**Written task:**
Reproduce every one of the entries below word for word, without altering any line.

**Entries supplied:**
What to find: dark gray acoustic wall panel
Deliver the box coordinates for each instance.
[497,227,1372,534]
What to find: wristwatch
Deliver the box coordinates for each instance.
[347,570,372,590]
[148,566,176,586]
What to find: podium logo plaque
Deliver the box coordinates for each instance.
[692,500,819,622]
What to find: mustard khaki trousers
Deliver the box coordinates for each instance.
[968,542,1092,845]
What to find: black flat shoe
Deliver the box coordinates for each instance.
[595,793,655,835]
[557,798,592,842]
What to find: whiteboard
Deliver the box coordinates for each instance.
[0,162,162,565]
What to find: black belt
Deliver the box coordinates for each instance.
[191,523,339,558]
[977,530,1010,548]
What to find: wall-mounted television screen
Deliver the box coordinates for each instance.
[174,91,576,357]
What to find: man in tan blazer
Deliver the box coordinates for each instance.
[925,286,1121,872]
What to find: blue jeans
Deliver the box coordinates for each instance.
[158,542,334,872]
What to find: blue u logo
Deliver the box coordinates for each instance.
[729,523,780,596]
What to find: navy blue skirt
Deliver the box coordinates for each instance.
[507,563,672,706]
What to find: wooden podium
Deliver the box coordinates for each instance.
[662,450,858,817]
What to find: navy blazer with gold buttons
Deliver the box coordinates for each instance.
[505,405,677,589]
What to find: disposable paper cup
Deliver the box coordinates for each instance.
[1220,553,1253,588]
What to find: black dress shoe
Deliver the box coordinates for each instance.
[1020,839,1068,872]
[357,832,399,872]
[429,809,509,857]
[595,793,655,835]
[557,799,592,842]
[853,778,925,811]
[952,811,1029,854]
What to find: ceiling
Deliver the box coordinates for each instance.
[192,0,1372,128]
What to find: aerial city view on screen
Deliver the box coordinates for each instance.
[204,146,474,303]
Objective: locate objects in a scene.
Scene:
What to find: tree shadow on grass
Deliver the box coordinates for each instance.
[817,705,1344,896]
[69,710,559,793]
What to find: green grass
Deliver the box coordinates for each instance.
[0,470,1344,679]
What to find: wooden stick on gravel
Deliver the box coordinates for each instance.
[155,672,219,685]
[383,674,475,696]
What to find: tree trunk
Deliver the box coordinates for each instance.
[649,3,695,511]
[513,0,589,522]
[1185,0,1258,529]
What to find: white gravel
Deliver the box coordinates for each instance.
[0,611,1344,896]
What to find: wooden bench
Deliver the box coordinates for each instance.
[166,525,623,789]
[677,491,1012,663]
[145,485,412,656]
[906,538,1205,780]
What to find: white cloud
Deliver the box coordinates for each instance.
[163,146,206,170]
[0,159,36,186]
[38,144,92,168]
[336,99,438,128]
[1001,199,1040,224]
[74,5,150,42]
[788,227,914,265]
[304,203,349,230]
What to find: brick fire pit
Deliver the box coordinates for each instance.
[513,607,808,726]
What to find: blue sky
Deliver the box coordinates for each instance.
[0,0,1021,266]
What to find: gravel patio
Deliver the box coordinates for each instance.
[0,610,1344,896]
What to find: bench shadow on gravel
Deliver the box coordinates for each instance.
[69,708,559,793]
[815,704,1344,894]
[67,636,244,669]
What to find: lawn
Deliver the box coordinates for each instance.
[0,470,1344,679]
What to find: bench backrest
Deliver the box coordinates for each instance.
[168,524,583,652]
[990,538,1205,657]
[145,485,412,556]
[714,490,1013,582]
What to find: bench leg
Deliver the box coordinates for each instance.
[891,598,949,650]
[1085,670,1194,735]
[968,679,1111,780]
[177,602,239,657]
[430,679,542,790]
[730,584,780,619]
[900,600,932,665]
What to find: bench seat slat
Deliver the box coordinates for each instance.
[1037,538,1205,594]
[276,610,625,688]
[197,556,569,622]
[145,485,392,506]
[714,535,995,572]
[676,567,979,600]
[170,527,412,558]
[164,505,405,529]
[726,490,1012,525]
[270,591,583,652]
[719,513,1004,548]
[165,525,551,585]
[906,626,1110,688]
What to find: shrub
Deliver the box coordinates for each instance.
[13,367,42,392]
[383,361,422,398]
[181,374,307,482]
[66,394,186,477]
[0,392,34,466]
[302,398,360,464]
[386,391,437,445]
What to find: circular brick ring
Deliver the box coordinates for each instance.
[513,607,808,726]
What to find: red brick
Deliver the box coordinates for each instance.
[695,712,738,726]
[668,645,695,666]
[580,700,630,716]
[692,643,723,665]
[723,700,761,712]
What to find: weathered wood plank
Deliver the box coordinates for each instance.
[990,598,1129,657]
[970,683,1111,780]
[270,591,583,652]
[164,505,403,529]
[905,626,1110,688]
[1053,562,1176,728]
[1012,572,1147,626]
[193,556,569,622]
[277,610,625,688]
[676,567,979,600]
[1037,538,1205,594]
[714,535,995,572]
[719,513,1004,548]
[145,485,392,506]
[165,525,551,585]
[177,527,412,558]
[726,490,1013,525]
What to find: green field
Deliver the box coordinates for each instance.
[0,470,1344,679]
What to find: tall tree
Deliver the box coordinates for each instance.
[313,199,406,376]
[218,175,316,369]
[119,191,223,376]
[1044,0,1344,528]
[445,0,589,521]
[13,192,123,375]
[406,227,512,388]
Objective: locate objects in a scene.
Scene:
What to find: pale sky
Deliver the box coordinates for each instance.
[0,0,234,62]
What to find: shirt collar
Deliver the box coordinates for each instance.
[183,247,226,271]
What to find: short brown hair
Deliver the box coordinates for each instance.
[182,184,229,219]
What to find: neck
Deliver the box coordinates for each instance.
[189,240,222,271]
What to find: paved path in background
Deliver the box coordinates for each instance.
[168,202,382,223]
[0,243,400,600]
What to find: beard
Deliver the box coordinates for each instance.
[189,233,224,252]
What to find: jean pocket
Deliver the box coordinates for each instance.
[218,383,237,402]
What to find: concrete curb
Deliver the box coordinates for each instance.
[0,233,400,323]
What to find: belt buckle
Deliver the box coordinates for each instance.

**Result for this task:**
What to find: dark gray acoustic wall panel
Deliver the box coordinates for each instance.
[497,227,1372,534]
What to find: wristwatch
Deliver the box coordinates for each instance.
[347,570,372,590]
[148,566,176,586]
What to find: podium logo plaque
Deliver the box coordinates for each instance.
[692,500,819,622]
What to find: mustard khaki trousers
Deliver the box coordinates for each instance.
[968,542,1092,845]
What to find: black flat shoe
Deliver the box coordinates for each instance.
[595,793,655,835]
[557,798,592,842]
What to find: whiteboard
Deliver the box coordinates for each instance.
[0,162,162,565]
What to find: black belt
Deliver the box coordinates for each instance.
[191,523,339,558]
[977,530,1010,548]
What to find: wall-mounted television screen
Deliver the box coordinates for each instance.
[174,91,576,357]
What to find: man in tan blazer
Deliver the box coordinates for each instance.
[925,286,1121,872]
What to find: blue jeans
Deliver the box coordinates for each instance.
[158,542,334,872]
What to find: blue u logo
Deliver the box coordinates for each instance.
[729,523,780,596]
What to find: navy blue skirt
Deliver the box coordinates for each instance.
[507,563,672,706]
What to find: wooden podium
Deliver the box coordinates for each instance.
[662,450,858,817]
What to find: navy blazer with gold buttons
Deliver the box coordinates for each instance.
[505,405,677,589]
What to find: disposable paper cup
Deliver the box coordinates for each instance.
[1220,553,1253,588]
What to find: black dress shoe
Deliver the box coordinates for each instance.
[1020,839,1068,872]
[357,832,399,872]
[429,809,509,857]
[595,793,655,835]
[557,799,592,842]
[853,778,925,811]
[952,811,1029,854]
What to find: ceiling
Deliver the box coordinates for each instance.
[192,0,1372,128]
What to find: aerial city view on screen
Deliver the box coordinates for each instance.
[204,146,474,303]
Objective: locate objects in a scene.
Scene:
What to find: tree shadow on grass
Deliver the box coordinates for each instance.
[817,705,1344,896]
[69,710,559,793]
What to find: green grass
Deliver the box coordinates for each instance.
[0,470,1344,679]
What to find: wooden stick on gravel
Deliver the box coordinates for each instance.
[155,672,219,685]
[383,674,475,696]
What to find: tree trunk
Deliver the box coordinates for each instance.
[649,3,695,511]
[513,0,589,522]
[1185,0,1258,529]
What to find: white gravel
Deliver the box coordinates for each instance.
[0,611,1344,896]
What to find: wooden bench
Deliver the box coordinates for each instance.
[166,525,623,789]
[677,491,1012,663]
[145,485,412,656]
[906,538,1205,780]
What to find: white cloud
Deliver the box coordinates for each instance.
[163,146,206,170]
[0,159,36,186]
[38,144,92,168]
[336,99,438,128]
[1001,199,1040,224]
[74,5,150,42]
[788,227,914,265]
[304,203,349,230]
What to find: brick fire pit
Deliver the box coordinates for each instance.
[513,607,808,726]
What to find: blue sky
Deliver the box coordinates for each instance.
[0,0,1021,266]
What to find: gravel patio
Deliver the box coordinates for each instance.
[0,610,1344,896]
What to find: bench shadow on gravel
Deliver the box coordinates for each instance.
[69,708,559,793]
[815,704,1344,894]
[67,636,244,669]
What to find: lawn
Deliver the box coordinates for each instance.
[0,470,1344,679]
What to find: bench backrest
Deliver the box coordinates for each instance.
[168,524,583,652]
[990,538,1205,657]
[145,485,412,556]
[714,490,1013,582]
What to find: bench leg
Deliver the box coordinates for each instance.
[891,598,949,650]
[1085,670,1194,735]
[968,679,1111,780]
[177,602,239,657]
[430,679,542,790]
[730,584,780,619]
[900,600,932,665]
What to find: bench seat slat
Deliver the box coordinates for each instance.
[1037,538,1205,594]
[276,610,625,688]
[197,556,569,622]
[145,485,392,506]
[714,535,995,572]
[676,567,979,600]
[170,527,412,558]
[164,505,405,529]
[726,490,1012,525]
[270,591,583,652]
[719,513,1004,548]
[165,525,551,585]
[906,626,1110,688]
What to find: shrub
Deliver the box coordinates for each instance.
[13,367,42,392]
[383,361,422,398]
[181,374,307,482]
[66,394,186,477]
[0,392,34,466]
[302,398,360,464]
[386,391,437,445]
What to find: circular brick ring
Deliver the box coordinates for each instance.
[513,607,808,726]
What to find: red brick
Deliver the box coordinates for each instance.
[695,712,738,726]
[668,645,695,666]
[580,700,630,716]
[692,643,723,665]
[723,700,761,712]
What to find: weathered wood plank
Deliver the box coordinates for each instance.
[990,598,1129,657]
[970,683,1111,780]
[270,591,583,652]
[164,505,403,529]
[905,626,1110,688]
[1053,562,1176,728]
[1012,572,1147,626]
[193,556,569,622]
[277,610,625,688]
[676,567,979,600]
[1037,538,1205,594]
[714,535,995,572]
[719,513,1004,548]
[145,485,392,506]
[165,525,551,585]
[177,527,412,558]
[726,490,1013,525]
What to find: green field
Deliver the box coordinates for each instance.
[0,470,1344,679]
What to find: tall tree
Deliver the box coordinates for each instance.
[313,199,406,376]
[218,175,316,369]
[119,191,223,376]
[1044,0,1344,528]
[445,0,589,521]
[13,192,123,375]
[406,227,512,388]
Objective: locate objects in a scene.
Scene:
What to find: pale sky
Deliver the box coordinates for each instance.
[0,0,234,62]
What to find: shirt collar
Deliver the box coordinates for each instance.
[183,247,226,271]
What to find: short brown hair
Deliver the box coordinates for each instance.
[182,184,229,219]
What to find: neck
Deliver the box coordinates for each instance.
[189,240,222,271]
What to find: paved path in background
Deliver the box coordinates for each instance.
[168,202,382,223]
[0,243,400,600]
What to find: beard
Deliver the box coordinates for each instance.
[189,233,224,252]
What to find: jean pocket
Deliver the box coordinates for each instance.
[218,383,237,402]
What to find: concrete curb
Deliver the box coordinates for each instance.
[0,233,400,323]
What to find: belt buckle
Deliver the box coordinates for each instance.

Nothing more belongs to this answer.